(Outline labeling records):
:::

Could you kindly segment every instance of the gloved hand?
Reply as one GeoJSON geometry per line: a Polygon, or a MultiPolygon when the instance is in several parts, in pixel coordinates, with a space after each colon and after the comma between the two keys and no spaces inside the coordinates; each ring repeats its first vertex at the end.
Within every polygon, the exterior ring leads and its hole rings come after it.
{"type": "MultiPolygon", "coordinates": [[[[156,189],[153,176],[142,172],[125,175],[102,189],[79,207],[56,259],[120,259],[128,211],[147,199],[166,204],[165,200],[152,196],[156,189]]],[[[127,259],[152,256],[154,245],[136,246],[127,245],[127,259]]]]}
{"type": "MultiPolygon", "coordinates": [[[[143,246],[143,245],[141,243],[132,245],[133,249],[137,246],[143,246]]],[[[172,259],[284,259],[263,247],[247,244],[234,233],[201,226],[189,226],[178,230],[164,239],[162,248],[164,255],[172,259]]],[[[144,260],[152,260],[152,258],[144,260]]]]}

:::

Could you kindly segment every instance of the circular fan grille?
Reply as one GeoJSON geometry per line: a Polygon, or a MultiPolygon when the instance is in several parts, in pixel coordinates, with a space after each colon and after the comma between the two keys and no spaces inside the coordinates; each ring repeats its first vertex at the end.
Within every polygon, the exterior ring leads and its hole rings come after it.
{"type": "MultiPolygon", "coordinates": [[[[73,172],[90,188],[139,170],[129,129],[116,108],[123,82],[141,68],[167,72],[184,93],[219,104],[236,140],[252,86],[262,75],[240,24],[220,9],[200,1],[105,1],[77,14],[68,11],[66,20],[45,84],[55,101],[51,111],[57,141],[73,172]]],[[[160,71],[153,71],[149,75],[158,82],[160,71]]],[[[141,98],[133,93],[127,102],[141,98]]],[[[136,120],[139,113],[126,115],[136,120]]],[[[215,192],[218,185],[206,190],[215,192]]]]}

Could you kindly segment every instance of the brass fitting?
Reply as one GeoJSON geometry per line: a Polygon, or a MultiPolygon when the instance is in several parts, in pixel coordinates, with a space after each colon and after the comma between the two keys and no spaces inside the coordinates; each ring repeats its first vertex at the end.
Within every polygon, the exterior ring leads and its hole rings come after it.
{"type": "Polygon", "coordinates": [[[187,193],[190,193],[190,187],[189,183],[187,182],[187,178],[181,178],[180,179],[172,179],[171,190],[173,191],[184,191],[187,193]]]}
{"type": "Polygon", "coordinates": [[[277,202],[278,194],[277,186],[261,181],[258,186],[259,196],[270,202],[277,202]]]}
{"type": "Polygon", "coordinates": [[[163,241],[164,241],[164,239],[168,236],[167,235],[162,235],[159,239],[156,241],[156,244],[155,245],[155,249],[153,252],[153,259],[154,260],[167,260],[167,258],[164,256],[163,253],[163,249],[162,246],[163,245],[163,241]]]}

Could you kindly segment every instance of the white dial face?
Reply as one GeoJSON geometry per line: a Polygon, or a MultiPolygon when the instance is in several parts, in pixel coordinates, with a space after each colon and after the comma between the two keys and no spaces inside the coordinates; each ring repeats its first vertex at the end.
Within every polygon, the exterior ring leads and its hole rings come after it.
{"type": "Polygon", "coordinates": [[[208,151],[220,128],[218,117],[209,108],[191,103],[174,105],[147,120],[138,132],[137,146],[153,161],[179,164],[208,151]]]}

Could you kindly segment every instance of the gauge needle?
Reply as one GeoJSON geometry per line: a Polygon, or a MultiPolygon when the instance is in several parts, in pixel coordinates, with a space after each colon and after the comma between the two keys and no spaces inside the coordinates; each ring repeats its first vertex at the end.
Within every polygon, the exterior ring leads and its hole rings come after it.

:::

(WHAT THE TASK REQUIRES): Please return every line of the records that contains the string "segment", treating uppercase and lowercase as different.

(ANSWER TO THE TASK):
Could you kindly segment every instance of the gloved hand?
Could you kindly segment every instance of the circular fan grille?
Could you kindly segment every instance of the brass fitting?
Could you kindly segment every instance of the white dial face?
Could you kindly segment every instance of the gauge needle?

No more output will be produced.